>>>
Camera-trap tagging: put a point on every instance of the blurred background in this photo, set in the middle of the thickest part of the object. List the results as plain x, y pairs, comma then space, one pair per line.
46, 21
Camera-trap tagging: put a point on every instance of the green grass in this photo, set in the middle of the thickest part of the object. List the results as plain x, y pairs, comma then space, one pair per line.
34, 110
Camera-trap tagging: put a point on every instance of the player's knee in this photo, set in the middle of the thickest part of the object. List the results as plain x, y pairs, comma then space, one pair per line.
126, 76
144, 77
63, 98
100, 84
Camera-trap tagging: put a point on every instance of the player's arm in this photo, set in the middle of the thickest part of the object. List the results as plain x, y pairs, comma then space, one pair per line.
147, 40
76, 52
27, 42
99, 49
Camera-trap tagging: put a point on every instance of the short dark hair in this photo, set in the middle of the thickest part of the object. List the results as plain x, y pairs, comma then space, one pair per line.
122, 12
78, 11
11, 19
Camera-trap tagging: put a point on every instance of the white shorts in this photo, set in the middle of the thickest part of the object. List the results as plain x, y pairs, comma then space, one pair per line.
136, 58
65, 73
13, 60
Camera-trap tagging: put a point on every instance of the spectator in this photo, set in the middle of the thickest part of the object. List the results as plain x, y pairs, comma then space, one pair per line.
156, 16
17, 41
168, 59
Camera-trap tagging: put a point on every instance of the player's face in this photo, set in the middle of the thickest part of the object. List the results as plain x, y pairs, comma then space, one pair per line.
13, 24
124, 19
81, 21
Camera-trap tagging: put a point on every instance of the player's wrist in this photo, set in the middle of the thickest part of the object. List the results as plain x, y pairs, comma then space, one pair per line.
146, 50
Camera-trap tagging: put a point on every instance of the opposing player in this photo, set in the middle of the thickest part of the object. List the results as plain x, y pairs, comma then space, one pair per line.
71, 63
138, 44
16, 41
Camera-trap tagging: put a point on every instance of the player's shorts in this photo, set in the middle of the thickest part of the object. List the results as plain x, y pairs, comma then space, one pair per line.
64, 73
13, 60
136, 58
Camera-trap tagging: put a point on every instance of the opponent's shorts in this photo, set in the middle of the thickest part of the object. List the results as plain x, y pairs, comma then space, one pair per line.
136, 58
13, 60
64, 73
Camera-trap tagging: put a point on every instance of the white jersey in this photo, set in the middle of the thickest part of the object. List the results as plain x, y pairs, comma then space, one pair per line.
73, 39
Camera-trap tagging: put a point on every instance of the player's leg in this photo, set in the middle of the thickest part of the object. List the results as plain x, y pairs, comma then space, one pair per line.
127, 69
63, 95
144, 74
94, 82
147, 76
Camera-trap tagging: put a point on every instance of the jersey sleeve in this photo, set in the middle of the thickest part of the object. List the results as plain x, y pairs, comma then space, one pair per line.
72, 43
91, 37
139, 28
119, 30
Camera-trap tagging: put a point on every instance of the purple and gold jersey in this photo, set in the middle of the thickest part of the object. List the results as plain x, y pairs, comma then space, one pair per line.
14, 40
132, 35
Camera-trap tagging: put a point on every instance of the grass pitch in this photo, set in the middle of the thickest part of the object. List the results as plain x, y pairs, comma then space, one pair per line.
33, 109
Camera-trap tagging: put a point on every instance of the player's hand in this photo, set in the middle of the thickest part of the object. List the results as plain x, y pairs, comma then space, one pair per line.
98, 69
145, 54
<<<
**Work instructions**: Copy every one of the entries above word for word, line by line, with no changes.

**Solution**:
Camera-trap tagging: put a point on every instance of the blurred background in this photo, set in the middle of the thickest part of the object. List the results as plain x, y pairs, comma then space, one pair per line.
46, 21
Camera-trap tagging: put a point on every instance of the green grass in this photo, set in the middle of the thickest part of the object. List the results as plain x, y pairs, comma then space, one pair per line.
34, 110
Camera-trap tagging: put a point on every instance of the player's knee in this photo, set in the middle of the thickest part of the object. List the results as plain x, y pairs, comma then space, one pair per line.
126, 76
144, 77
63, 98
100, 84
Camera-trap tagging: put a point on every instance of the player's arm in this photo, set in the middle of the thickest part of the object. List the results as plain x, y pairs, comma then space, one pair per line.
147, 40
76, 52
27, 42
99, 49
Camera-trap tagging: put a point on every instance of the short dark hair in this photo, set in the middle of the thickest part of the object. List the results as plain x, y pairs, comma then space, one pair per line.
122, 12
78, 11
11, 19
Camera-trap tagging: put a point on every instance of the white shorts in this photo, set in the middle of the thickest part of the object. List the results as plain x, y pairs, comma then space, one pair per line.
136, 58
65, 73
13, 60
Camera-trap tagging: put a point on every instance of the spectator in this photo, set in the middle of the thickest part of the object. List the results as plain x, y pairs, comma then space, one pair per line.
156, 16
17, 41
168, 59
Camera-trap tagging: put a point on every instance of the player's face in this photo, set in the middle of the thickest part of the object. List the results as plain x, y pairs, comma then space, one pair per line.
13, 24
124, 19
81, 21
Camera-trap tagging: put a point on every instance of the player's wrist in this photo, set in the middle of the thickest part of the object. List the results as plain x, y pairs, comma then space, one pair per line.
146, 50
Camera-trap tagging: put a point on every instance of the opposing player in this photo, set in the middle of the thickest part of the object. List the results as plain x, y pairs, comma then space, one pair per line.
71, 63
138, 44
16, 41
Camera-trap tagging: put a point on every instance of the player's shorts in this photo, set in the middle of the thickest part of the object. List the results as plain x, y pairs, comma then space, one pair per line.
64, 73
13, 60
136, 58
Camera-trap tagging: put a point on every instance of the opponent's shorts in this photo, set in the middle of the thickest part of the object. List the results as plain x, y pairs, comma then space, one pair per line.
136, 58
13, 60
64, 73
Camera-trap tagging: put a point on every instance of the white jersey in this photo, set in the middle of the thickest part of the object. List the results as plain x, y pairs, comma then space, one pair per line.
73, 39
Camera-trap tagging: put a point on every instance of the player's leg in this photo, set in the middle of the thickest part of the object. List the results as plain x, y pairs, comma then space, one pair per line.
127, 69
63, 95
144, 74
94, 82
147, 76
Camera-trap tagging: put a point on every instance of the jersey sleeve in this photo, set in the middle of the thickest part of the object. List the results as plain x, y pairs, comma then space, one pair per line.
72, 43
91, 37
139, 28
119, 30
Camera-trap tagging: put a point on every instance of the purple and gold jersey in this photo, set in the middle of the thickest part of the object. List the results as plain x, y pairs, comma then space, one pair per line.
14, 40
132, 35
Camera-trap tagging: put a point on every instance of the grass pitch in this photo, set in the middle of the thickest part of the object. List the results as plain x, y pairs, comma then space, one pair per line.
33, 109
Camera-trap tagging: put a point on every instance of the player's hand in this photo, set in the middle of the thickest part of the object. List the results as plain x, y pairs, comma then space, one pair per line.
98, 69
145, 54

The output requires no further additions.